§ WORKING DATA

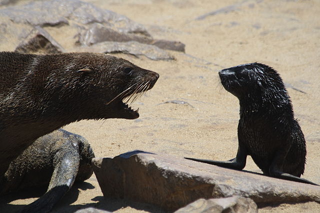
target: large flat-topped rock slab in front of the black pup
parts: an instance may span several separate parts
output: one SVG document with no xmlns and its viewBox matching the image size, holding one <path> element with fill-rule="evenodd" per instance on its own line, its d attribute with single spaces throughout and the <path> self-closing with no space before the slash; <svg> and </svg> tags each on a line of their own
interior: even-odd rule
<svg viewBox="0 0 320 213">
<path fill-rule="evenodd" d="M 143 151 L 95 158 L 104 197 L 129 199 L 176 211 L 200 199 L 241 196 L 257 204 L 320 202 L 320 187 L 225 169 Z"/>
</svg>

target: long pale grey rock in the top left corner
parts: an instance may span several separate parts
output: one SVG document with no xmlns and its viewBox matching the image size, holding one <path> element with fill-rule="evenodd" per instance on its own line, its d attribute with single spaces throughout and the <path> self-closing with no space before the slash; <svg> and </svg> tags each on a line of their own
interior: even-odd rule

§ TASK
Without the pictures, write out the whole listing above exactly as it appears.

§ SOLUTION FOR THIS EXERCISE
target: large flat-topped rock slab in front of the black pup
parts: an instance may span several separate parts
output: one SVG document with no xmlns and its viewBox matching the image size, holding one <path> element with fill-rule="evenodd" per instance on its own line, its d attribute with single spaces throughout and the <path> self-closing with no space before the slash; <svg> and </svg> tags each on a line of their own
interior: even-odd rule
<svg viewBox="0 0 320 213">
<path fill-rule="evenodd" d="M 143 151 L 95 158 L 104 197 L 129 199 L 176 211 L 200 199 L 241 196 L 257 204 L 320 202 L 320 187 L 225 169 Z"/>
</svg>

target: long pale grey rock in the top left corner
parts: an instance may span several separate parts
output: one SVG document with no xmlns and its viewBox matching the image size, holding one <path> element with fill-rule="evenodd" per instance on its own line, its d attribute with single spaces throughout and the <path> self-closing with no space before the slash; <svg> and </svg> tags each on a line of their own
interior: even-odd rule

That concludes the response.